── Input data

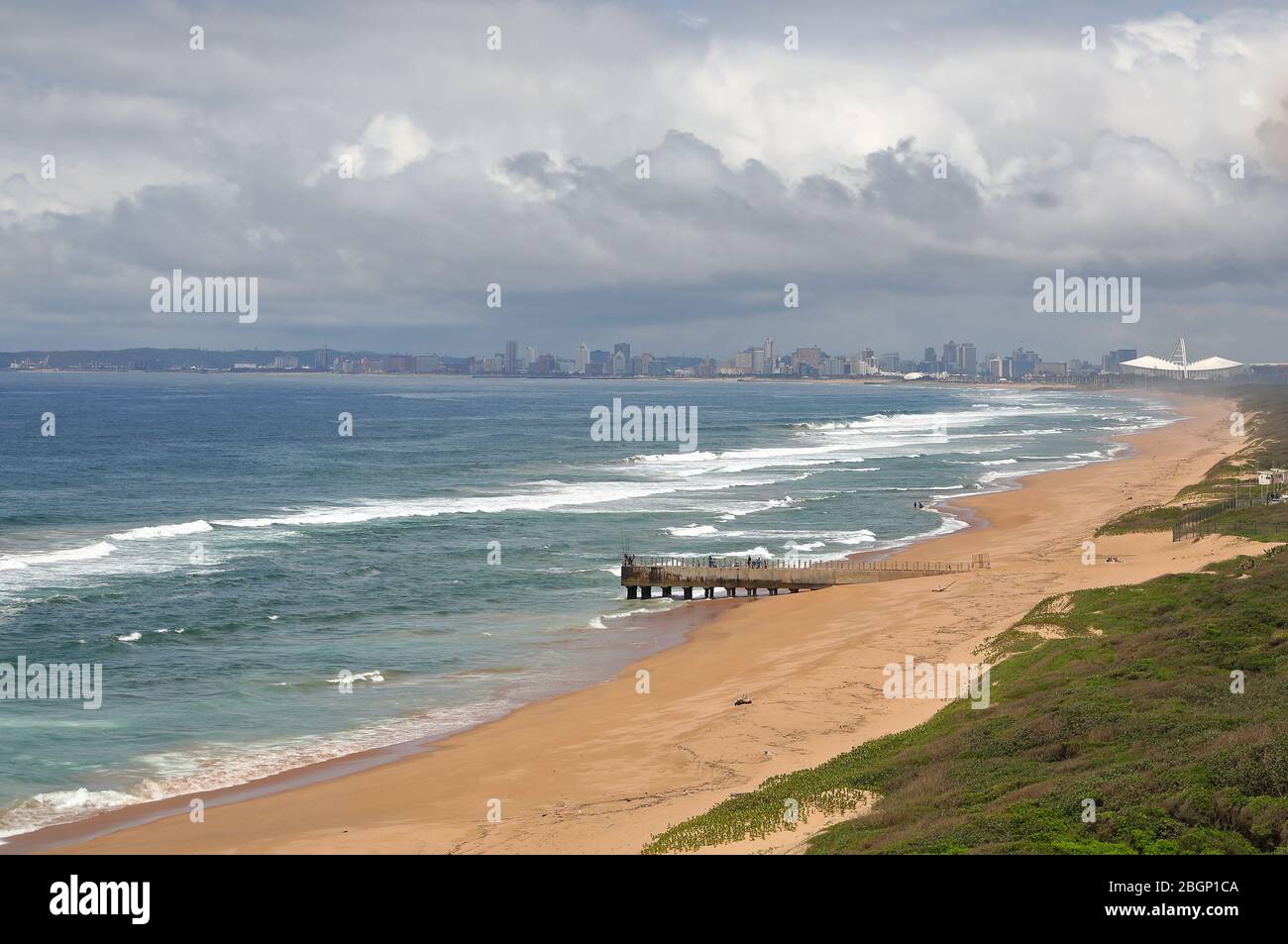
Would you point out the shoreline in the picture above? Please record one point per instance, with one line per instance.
(103, 832)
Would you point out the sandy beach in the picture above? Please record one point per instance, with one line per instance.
(605, 768)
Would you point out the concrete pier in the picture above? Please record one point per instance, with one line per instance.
(640, 575)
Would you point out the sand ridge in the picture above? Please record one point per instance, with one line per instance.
(603, 769)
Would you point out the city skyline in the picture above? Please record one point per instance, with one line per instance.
(952, 360)
(897, 179)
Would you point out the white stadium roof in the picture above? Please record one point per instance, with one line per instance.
(1157, 364)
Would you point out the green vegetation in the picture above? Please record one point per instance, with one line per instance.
(1265, 410)
(1131, 707)
(1121, 694)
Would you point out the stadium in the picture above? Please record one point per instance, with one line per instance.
(1180, 367)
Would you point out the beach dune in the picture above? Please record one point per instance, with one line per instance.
(605, 768)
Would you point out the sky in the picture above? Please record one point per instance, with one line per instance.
(911, 167)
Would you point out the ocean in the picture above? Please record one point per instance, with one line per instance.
(236, 566)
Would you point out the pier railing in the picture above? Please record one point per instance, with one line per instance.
(642, 574)
(743, 563)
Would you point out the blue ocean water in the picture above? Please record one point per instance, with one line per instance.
(224, 554)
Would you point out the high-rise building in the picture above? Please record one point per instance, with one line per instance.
(810, 356)
(1022, 364)
(621, 360)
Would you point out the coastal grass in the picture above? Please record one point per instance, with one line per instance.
(1265, 428)
(1119, 697)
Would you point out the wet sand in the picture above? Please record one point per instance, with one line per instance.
(605, 768)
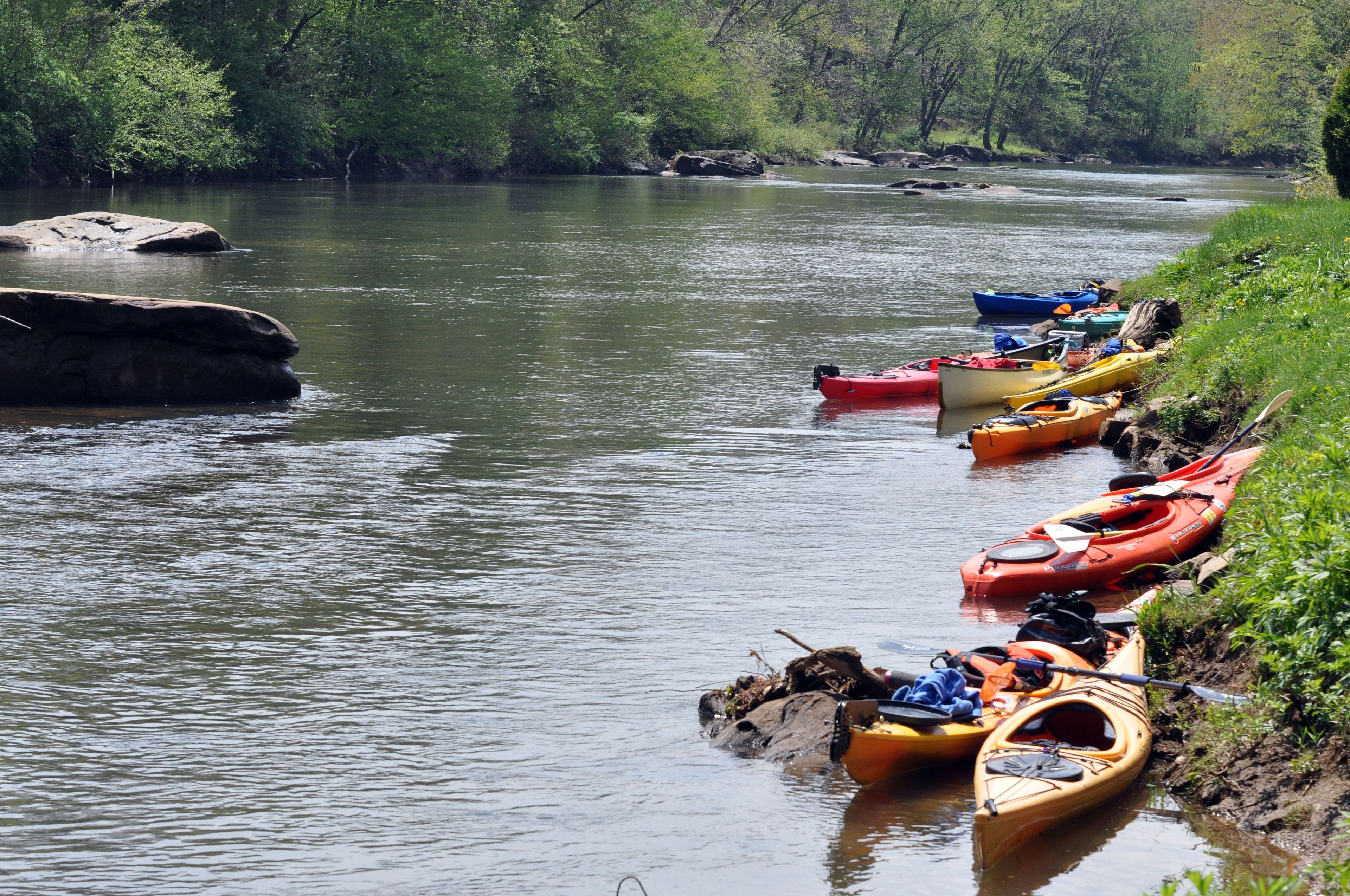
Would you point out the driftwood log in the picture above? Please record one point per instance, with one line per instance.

────

Copy the material verbatim. The pictures are not part of the copy.

• Response to this exercise:
Would you point out the shoreline in the picture above? Please record one point per instance, with one line per instance.
(103, 832)
Would you point out the sandy beach in the picture above? Please record one point per instance, with one line per instance.
(605, 768)
Would you point out the concrete pier in the picture above? Please record one point per instance, with one line per instance.
(640, 575)
Would you point out the sand ridge in the picture above? Please record one point per instance, with one line per instance.
(603, 769)
Would you point out the city skyline in the picture above? Please record one point per instance, with one line per instance.
(952, 360)
(897, 179)
Would you point out the white stadium roof in the picture above? Please record one point per instance, with one line per instance.
(1157, 364)
Would you point out the green vegetation in the picture above? Please record one point per instance, with one line per instance.
(1265, 410)
(1131, 707)
(1121, 694)
Would you point out the stadium in the picture above? Please record one point per instance, with one line per instance.
(1180, 367)
Would you point out the beach dune in the picture above? Please record one point per instance, with one line per instance.
(605, 768)
Would you point out the sky in the picture above? Please record one point per instance, with one line per instance.
(911, 167)
Would you point out the ocean in the picture above? Please record one point per instance, with one line per instance.
(236, 566)
Would you point out the pier railing in the picture above? Please record one point per instance, with one line per instance.
(642, 574)
(743, 563)
Would you point out the blue ocean water in the picture above? Please record one point per instance, with one line per instance.
(224, 554)
Would you point out the high-rise building in the picture above? Please record one point per instance, with one line per instance.
(810, 356)
(1022, 364)
(621, 360)
Would you point out the coastal grass in the picture above? Please record one point per instance, with one line per instance.
(1265, 428)
(1119, 697)
Would you point out the wet sand in the picture above? Please record one point per instance, with one line per instance.
(605, 768)
Would you point out the driftwood log in the picture above? Please record one point per instance, with one line per instance.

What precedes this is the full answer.